**Goal:** Retype only what runs from the line that contains "Signal-phase audit: put a marker on every instance of the main" through the last line of the listing below, both lines included.

**Information given:**
....................

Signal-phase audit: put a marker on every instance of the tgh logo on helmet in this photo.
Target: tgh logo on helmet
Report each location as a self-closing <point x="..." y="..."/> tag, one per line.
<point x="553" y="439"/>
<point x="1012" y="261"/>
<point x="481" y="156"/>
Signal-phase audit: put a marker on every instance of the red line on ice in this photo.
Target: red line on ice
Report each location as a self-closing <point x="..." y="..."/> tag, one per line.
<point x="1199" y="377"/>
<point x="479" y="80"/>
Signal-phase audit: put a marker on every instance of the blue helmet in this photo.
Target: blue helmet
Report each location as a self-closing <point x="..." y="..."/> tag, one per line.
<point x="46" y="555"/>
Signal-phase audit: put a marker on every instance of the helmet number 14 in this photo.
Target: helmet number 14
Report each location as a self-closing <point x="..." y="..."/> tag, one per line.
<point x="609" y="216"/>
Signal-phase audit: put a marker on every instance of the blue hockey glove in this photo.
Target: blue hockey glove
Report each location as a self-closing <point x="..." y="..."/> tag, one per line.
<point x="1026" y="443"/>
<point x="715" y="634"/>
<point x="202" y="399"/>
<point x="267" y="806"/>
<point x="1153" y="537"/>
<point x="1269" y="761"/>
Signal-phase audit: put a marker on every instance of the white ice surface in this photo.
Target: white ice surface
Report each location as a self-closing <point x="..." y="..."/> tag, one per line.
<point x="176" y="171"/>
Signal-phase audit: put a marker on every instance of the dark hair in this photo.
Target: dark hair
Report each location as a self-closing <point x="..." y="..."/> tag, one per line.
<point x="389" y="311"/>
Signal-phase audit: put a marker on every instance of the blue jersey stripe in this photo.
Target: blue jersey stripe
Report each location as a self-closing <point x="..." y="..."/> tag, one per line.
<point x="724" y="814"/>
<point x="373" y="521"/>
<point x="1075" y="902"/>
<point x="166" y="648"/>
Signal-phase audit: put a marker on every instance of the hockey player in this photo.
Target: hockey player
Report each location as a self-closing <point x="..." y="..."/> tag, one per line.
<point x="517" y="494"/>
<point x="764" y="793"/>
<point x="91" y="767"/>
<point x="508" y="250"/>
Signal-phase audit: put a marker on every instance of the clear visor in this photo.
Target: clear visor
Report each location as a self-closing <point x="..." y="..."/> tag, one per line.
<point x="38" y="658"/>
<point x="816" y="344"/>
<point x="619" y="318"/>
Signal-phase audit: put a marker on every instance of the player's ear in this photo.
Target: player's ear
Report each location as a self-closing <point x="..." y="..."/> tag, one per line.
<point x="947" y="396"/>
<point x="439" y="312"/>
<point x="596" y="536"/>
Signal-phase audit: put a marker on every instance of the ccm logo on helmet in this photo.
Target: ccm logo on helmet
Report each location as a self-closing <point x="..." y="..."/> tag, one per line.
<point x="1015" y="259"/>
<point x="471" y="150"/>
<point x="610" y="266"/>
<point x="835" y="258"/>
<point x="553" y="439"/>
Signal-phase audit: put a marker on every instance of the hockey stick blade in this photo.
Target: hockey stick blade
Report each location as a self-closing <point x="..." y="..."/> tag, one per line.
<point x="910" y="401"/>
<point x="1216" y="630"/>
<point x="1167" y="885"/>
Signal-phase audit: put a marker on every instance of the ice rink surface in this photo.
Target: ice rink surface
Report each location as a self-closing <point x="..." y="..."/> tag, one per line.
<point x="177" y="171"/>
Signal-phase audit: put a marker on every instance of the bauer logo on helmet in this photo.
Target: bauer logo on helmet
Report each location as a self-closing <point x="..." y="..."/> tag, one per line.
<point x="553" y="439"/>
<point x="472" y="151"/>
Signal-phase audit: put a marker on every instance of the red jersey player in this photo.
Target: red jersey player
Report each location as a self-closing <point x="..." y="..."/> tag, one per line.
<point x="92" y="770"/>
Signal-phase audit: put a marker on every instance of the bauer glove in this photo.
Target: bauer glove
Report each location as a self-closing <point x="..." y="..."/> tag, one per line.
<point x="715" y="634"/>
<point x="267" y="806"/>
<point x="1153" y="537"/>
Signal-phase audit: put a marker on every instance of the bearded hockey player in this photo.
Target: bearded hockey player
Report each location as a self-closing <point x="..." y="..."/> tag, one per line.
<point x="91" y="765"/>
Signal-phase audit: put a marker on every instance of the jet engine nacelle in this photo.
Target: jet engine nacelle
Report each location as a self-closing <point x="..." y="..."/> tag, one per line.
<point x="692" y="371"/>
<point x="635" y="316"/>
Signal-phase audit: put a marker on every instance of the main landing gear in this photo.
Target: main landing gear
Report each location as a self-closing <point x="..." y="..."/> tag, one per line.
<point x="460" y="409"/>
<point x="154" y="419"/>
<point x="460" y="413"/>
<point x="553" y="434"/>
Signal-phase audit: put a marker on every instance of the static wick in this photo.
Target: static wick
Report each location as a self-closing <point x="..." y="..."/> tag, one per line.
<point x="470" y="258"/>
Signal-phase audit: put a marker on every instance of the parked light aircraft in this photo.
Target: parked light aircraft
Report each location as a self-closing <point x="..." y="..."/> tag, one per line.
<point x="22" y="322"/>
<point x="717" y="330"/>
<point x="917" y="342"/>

....................

**Task result:**
Signal-phase audit: put a marker on every instance of the main landing gear in this photo.
Target: main landing gear
Report each location as a self-closing <point x="..." y="..."/> tag, one per line.
<point x="460" y="409"/>
<point x="154" y="419"/>
<point x="460" y="413"/>
<point x="553" y="434"/>
Signal-phase audit: put a marker on every instance of the static wick in this photo.
Target: static wick
Report each location as a self-closing <point x="..." y="..."/> tag, one per line.
<point x="470" y="258"/>
Signal-phase audit: put a marker on every instance of the parked light aircraft in this photo.
Target: parked light aircraft
Report each location as a self-closing <point x="..." y="..."/> tag, one per line.
<point x="22" y="322"/>
<point x="717" y="330"/>
<point x="917" y="342"/>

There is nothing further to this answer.